- [Text segment]
^^^^

To Be Completed: Run memory profiling with tracemalloc

Expected Findings: - High memory usage from symbol objects (99K+ instances) - Board storage overhead - Event list accumulation

Optimization Opportunities: - Symbol object pooling (reuse objects) - Streaming output (write events incrementally) - Reduce intermediate data structures

Conclusions¶

What to Optimize Now (Phase 5.1)¶

✅ Symbol paytable caching - 6-8% speedup, low risk
✅ Reduce deepcopy usage - 8-12% speedup, medium risk
🔄 Symbol object pooling - 4-6% speedup, medium risk (optional)

What NOT to Optimize¶

❌ Multiprocessing overhead - Necessary architecture
❌ JSON encoding - Already optimized in Phase 3.1
❌ Line/cluster algorithms - Already efficient

Expected Results¶

Total speedup: 18-23% (Phase 5.1A) to 25-32% (Phase 5.1A+B)

^^^^

- [Entries]
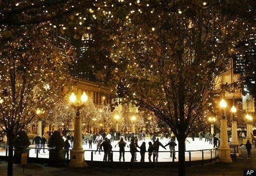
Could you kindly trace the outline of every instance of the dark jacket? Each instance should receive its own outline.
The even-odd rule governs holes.
[[[68,142],[68,140],[65,140],[65,146],[64,146],[64,148],[65,149],[70,149],[70,144]]]
[[[41,137],[40,137],[39,136],[36,136],[34,137],[34,139],[33,140],[33,141],[32,142],[32,144],[34,144],[34,144],[40,144],[40,140],[41,140]]]
[[[144,146],[144,147],[143,146],[140,146],[140,152],[141,153],[145,153],[146,152],[146,146]]]
[[[130,144],[130,152],[138,152],[136,147],[136,144],[134,142],[131,142]]]
[[[159,150],[159,146],[161,146],[162,148],[163,148],[164,149],[166,149],[164,146],[159,142],[159,140],[156,140],[154,142],[153,144],[153,146],[154,148],[155,151],[158,152]]]
[[[119,152],[124,152],[124,147],[126,146],[126,142],[124,141],[121,141],[118,142],[118,146],[119,146]]]
[[[112,146],[107,140],[104,141],[100,144],[100,148],[102,150],[102,147],[104,152],[110,152],[112,150]]]
[[[148,146],[148,152],[149,153],[152,153],[154,150],[154,147],[153,145],[150,146]]]
[[[175,147],[175,146],[177,146],[177,144],[175,143],[174,141],[171,140],[168,144],[167,144],[166,145],[164,146],[167,146],[169,145],[169,147],[172,146]]]
[[[46,144],[46,138],[42,138],[40,140],[42,144]]]
[[[252,149],[252,144],[250,143],[247,142],[246,144],[246,148],[247,149],[247,150],[250,150]]]

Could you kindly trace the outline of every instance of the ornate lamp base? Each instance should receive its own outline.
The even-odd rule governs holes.
[[[230,156],[230,148],[219,148],[218,149],[218,162],[232,162]]]
[[[85,168],[87,166],[84,160],[84,151],[74,151],[70,152],[70,162],[68,166],[70,168]]]

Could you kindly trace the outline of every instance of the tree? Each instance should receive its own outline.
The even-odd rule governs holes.
[[[74,55],[70,46],[60,51],[52,46],[44,24],[0,28],[0,124],[9,141],[10,176],[14,140],[37,110],[48,108],[61,96],[59,90],[68,78]]]
[[[58,128],[64,126],[63,127],[68,130],[74,126],[76,111],[71,106],[67,98],[59,100],[51,108],[48,116],[45,117],[46,120],[50,122],[48,124]]]
[[[171,128],[179,144],[179,176],[185,176],[185,139],[248,30],[244,17],[252,15],[254,2],[146,2],[141,6],[148,8],[134,8],[126,22],[113,25],[112,63],[100,76],[112,71],[110,84],[119,98],[152,111]],[[244,16],[236,12],[238,7]]]
[[[96,116],[98,112],[98,108],[94,104],[92,100],[90,98],[86,102],[86,106],[81,110],[81,116],[82,118],[82,123],[87,124],[87,132],[90,132],[90,126],[92,126],[92,118]]]

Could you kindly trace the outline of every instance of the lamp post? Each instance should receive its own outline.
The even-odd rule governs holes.
[[[230,156],[230,149],[228,144],[228,127],[225,116],[225,108],[226,107],[226,102],[224,99],[222,99],[220,106],[222,109],[222,119],[220,120],[220,144],[218,150],[218,158],[220,162],[232,162],[232,160]]]
[[[116,132],[118,131],[118,120],[120,118],[118,115],[114,116],[114,119],[116,119]]]
[[[93,118],[92,120],[94,120],[94,133],[96,133],[96,128],[95,127],[95,126],[96,126],[96,124],[95,124],[95,122],[96,121],[97,118]]]
[[[246,116],[246,118],[247,120],[246,129],[246,138],[247,140],[250,141],[250,144],[252,144],[252,139],[250,134],[252,134],[252,125],[250,123],[250,122],[252,120],[252,116],[249,115],[248,114]]]
[[[42,137],[42,120],[40,116],[40,114],[42,113],[42,111],[38,109],[36,112],[36,114],[38,116],[38,134]]]
[[[232,130],[231,134],[231,143],[230,144],[233,146],[239,146],[238,138],[238,130],[236,126],[236,122],[234,120],[236,116],[236,108],[233,105],[231,108],[231,112],[232,112]],[[240,150],[239,146],[238,148],[238,151],[236,154],[237,156],[239,156],[240,153]]]
[[[70,151],[70,158],[69,164],[72,168],[84,168],[86,164],[84,161],[84,152],[82,146],[82,118],[80,116],[80,110],[85,106],[88,97],[86,92],[81,96],[81,102],[76,100],[74,93],[70,97],[72,103],[72,106],[76,110],[74,122],[74,144]]]
[[[210,122],[210,134],[214,134],[214,123],[216,121],[215,118],[209,118],[209,121]]]
[[[134,123],[134,122],[136,120],[136,117],[134,116],[132,116],[130,120],[132,120],[132,132],[135,134],[135,124]]]

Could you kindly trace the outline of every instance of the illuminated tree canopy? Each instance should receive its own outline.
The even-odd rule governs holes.
[[[69,78],[74,52],[68,46],[62,50],[56,48],[43,24],[1,26],[0,31],[0,124],[12,154],[9,173],[16,134],[32,122],[37,110],[48,109],[61,96],[59,90]]]

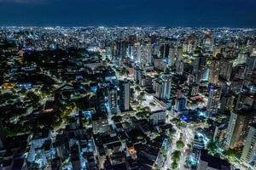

^^^^

- [List of tasks]
1: What speedup and risk level do the optimization notes give for symbol paytable caching?
2: Quote the optimization notes between "To Be Completed: Run" and "medium risk (optional)", inclusive.
The records are separate material and are not connected to the optimization notes.

- [Responses per task]
1: A 6-8% speedup with low risk.

2:
To Be Completed: Run memory profiling with tracemalloc

Expected Findings: - High memory usage from symbol objects (99K+ instances) - Board storage overhead - Event list accumulation

Optimization Opportunities: - Symbol object pooling (reuse objects) - Streaming output (write events incrementally) - Reduce intermediate data structures

Conclusions¶

What to Optimize Now (Phase 5.1)¶

✅ Symbol paytable caching - 6-8% speedup, low risk
✅ Reduce deepcopy usage - 8-12% speedup, medium risk
🔄 Symbol object pooling - 4-6% speedup, medium risk (optional)